[BEGIN]

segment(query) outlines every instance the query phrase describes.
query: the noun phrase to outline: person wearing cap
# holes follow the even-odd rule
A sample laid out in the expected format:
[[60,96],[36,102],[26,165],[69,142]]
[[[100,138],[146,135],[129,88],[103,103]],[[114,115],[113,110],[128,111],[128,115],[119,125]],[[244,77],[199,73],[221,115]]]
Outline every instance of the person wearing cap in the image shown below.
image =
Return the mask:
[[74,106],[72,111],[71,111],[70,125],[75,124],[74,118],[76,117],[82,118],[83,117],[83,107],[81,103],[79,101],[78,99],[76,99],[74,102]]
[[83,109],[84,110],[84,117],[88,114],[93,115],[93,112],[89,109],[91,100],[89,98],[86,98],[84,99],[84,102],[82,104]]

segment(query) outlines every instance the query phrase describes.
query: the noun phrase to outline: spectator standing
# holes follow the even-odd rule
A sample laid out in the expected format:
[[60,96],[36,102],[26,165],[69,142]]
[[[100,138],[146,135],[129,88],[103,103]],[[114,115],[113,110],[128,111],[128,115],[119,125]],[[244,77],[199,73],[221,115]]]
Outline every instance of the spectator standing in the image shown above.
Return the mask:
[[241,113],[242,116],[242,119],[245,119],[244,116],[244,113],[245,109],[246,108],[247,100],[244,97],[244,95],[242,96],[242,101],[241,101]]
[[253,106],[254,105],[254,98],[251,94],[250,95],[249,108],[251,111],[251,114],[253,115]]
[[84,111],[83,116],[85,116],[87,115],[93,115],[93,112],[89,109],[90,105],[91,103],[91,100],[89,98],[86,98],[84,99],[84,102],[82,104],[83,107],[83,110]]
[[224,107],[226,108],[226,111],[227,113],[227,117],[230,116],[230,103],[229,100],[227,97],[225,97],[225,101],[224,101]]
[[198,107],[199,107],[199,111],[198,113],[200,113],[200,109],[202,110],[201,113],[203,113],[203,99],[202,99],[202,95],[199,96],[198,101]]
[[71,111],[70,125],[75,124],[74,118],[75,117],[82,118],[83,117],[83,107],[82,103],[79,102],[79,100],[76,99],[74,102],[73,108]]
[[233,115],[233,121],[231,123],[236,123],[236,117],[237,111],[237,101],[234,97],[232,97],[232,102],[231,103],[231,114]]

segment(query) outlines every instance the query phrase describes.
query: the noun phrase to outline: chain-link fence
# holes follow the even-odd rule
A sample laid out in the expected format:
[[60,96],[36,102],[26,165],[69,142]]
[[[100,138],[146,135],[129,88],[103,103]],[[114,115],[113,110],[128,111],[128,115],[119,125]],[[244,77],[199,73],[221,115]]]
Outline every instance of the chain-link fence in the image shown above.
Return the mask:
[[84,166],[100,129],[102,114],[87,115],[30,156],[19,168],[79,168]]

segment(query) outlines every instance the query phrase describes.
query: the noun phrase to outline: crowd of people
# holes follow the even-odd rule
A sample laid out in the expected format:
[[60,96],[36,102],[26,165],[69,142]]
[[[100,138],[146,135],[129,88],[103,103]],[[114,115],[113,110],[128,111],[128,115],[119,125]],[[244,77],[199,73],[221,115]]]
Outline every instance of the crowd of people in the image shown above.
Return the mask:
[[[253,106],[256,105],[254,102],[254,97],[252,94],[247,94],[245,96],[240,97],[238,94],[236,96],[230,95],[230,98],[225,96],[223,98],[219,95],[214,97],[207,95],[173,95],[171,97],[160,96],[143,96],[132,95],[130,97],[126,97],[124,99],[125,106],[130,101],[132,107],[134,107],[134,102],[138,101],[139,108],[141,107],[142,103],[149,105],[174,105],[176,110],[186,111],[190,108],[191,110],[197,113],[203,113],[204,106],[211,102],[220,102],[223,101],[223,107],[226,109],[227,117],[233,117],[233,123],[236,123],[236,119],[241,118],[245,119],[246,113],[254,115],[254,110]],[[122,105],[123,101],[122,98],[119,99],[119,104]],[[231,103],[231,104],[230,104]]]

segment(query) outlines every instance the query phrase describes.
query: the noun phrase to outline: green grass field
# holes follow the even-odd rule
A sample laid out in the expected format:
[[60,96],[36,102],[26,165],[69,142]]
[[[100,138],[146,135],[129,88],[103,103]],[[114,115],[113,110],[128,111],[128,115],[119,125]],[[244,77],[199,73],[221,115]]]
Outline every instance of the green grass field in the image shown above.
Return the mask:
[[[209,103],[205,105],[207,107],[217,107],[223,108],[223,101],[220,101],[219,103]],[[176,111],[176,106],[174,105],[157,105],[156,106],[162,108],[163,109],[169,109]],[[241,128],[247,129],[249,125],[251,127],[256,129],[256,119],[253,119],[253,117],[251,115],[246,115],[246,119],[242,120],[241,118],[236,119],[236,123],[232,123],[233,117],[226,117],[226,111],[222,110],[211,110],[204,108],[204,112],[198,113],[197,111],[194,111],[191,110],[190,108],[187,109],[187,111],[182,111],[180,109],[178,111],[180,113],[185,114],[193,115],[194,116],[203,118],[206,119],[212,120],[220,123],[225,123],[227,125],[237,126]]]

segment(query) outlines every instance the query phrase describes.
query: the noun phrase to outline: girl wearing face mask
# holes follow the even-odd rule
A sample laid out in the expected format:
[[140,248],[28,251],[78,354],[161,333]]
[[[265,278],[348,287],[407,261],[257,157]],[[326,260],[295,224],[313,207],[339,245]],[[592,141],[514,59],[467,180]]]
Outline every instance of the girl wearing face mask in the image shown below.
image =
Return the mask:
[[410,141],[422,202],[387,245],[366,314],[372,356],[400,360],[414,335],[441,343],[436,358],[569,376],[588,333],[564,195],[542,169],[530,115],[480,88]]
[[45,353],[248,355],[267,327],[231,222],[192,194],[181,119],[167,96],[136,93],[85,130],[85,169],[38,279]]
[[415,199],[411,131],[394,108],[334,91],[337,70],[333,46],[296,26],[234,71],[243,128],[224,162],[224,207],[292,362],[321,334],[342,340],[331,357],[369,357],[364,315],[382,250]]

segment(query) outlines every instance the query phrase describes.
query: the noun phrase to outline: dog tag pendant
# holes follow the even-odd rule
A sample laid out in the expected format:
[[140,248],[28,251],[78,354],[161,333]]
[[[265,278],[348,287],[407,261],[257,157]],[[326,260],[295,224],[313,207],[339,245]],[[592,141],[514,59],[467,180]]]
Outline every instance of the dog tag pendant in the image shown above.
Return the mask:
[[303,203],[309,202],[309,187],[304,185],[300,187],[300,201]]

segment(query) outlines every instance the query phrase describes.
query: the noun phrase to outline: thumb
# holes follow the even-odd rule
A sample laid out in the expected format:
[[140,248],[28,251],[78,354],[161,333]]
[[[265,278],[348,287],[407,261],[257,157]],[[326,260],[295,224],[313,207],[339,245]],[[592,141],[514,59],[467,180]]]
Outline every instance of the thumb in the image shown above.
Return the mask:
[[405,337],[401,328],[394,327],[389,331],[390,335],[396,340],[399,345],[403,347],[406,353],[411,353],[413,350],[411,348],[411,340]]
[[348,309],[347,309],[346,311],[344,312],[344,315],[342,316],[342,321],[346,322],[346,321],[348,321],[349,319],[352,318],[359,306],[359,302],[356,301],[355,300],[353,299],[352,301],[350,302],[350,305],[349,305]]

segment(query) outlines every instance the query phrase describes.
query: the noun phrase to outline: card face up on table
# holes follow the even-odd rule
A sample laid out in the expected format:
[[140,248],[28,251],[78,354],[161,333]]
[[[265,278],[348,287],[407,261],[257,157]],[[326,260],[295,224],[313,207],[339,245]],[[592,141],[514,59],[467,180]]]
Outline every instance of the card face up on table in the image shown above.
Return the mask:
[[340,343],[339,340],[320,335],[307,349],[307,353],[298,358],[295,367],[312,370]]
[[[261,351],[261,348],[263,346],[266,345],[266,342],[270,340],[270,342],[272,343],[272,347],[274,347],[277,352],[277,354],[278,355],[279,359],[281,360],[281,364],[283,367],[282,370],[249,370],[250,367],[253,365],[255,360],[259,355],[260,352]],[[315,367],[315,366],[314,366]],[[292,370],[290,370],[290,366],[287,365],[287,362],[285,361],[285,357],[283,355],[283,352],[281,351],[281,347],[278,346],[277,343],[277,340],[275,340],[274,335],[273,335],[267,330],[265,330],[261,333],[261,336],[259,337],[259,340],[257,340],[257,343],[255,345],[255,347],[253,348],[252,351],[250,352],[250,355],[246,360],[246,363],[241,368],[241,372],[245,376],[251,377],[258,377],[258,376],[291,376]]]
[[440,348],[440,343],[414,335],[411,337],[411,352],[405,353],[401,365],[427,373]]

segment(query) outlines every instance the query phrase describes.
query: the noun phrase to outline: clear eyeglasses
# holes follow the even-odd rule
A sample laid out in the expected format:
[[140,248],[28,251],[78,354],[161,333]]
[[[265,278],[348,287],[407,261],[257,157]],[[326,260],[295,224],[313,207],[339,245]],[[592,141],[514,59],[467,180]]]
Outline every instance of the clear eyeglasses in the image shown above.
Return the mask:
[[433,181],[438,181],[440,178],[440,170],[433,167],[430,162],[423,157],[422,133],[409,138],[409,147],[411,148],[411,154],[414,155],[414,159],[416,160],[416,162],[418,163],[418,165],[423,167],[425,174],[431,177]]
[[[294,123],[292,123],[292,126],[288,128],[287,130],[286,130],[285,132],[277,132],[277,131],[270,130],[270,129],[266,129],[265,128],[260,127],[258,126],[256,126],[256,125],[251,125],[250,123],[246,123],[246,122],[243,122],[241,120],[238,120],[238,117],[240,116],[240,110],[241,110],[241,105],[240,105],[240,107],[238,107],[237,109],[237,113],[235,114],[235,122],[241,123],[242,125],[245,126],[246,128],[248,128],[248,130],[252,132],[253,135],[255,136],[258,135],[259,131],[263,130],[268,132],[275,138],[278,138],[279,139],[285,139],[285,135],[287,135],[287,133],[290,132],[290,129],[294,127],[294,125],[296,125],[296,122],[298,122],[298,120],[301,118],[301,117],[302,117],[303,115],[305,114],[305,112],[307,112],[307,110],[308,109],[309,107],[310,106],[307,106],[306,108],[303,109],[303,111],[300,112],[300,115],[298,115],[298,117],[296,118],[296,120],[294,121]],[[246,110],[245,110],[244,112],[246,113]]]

[END]

* _What is required_: How many of the lines above contain the string "spectator"? Matches are case-sensitive. Reply with the number alone.

* _In response_: 2